** Excerpted records **
□ □ □ □
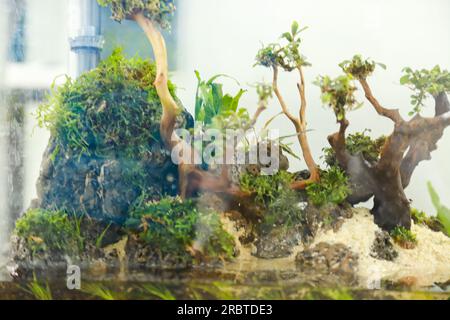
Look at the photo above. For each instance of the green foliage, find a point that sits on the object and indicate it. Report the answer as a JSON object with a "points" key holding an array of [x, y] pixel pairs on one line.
{"points": [[332, 188], [443, 213], [286, 54], [338, 93], [425, 82], [418, 216], [47, 230], [159, 11], [404, 237], [267, 188], [100, 291], [358, 143], [360, 68], [172, 226], [215, 109], [113, 110], [283, 212], [264, 92]]}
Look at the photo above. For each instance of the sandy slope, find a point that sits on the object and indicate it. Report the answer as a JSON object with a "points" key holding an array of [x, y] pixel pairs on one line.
{"points": [[428, 263]]}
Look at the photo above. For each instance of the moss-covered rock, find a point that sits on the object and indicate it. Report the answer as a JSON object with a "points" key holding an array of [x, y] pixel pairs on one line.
{"points": [[105, 149], [169, 234], [178, 233]]}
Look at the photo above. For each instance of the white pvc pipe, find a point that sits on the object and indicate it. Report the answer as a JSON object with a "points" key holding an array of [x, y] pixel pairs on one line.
{"points": [[86, 40], [4, 218]]}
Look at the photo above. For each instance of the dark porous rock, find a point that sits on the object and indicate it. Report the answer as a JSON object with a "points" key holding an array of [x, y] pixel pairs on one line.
{"points": [[335, 260], [103, 187], [382, 247]]}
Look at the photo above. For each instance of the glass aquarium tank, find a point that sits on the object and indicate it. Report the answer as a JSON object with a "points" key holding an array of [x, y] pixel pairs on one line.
{"points": [[224, 149]]}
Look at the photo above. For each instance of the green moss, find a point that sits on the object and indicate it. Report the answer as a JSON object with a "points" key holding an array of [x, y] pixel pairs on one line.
{"points": [[266, 187], [283, 212], [52, 231], [358, 143], [360, 68], [111, 111], [285, 54], [404, 237], [332, 188], [425, 83], [160, 11], [173, 227], [338, 94]]}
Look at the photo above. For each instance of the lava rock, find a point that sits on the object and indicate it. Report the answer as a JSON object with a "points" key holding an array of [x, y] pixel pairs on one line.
{"points": [[382, 247]]}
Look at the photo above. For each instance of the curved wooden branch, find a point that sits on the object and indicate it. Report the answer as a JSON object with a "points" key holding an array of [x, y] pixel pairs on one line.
{"points": [[300, 129], [392, 114], [425, 140], [280, 98], [191, 178]]}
□ □ □ □
** Goal **
Put the stretch of data from the line containing "Look at the photo above. For each instance of the curved" through the end of the data into a two-column CSV with the header input,output. Each row holds one text in input and the answer that follows it in output, each as a single quoted field with line breaks turned into spaces.

** Right answer **
input,output
"Look at the photo above. For each instance of the curved wooden branch, find a point that sits on the object and indicate it. Report the answer as a JSON object with a ""points"" key holding an array of [x, y] pixel pairs on one line.","{""points"": [[300, 129], [392, 114], [425, 140], [280, 98], [191, 178]]}"